*Instructions for the task*.
Can you rewrite the rows below, replacing "fog" with "mist" and changing nothing else, and leave the pictures out?

*Extracted entries*.
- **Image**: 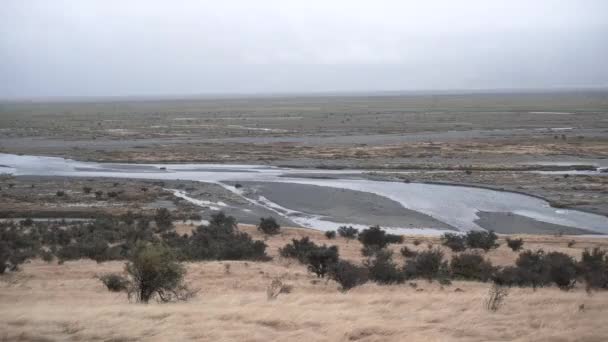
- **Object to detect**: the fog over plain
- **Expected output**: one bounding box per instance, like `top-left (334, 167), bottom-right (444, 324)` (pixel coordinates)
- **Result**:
top-left (0, 0), bottom-right (608, 99)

*Written solution*.
- **Image**: 
- **Object to detect**: the mist over plain
- **Expected output**: one bounding box per instance, like `top-left (334, 167), bottom-right (444, 324)` (pixel coordinates)
- **Result**:
top-left (0, 0), bottom-right (608, 99)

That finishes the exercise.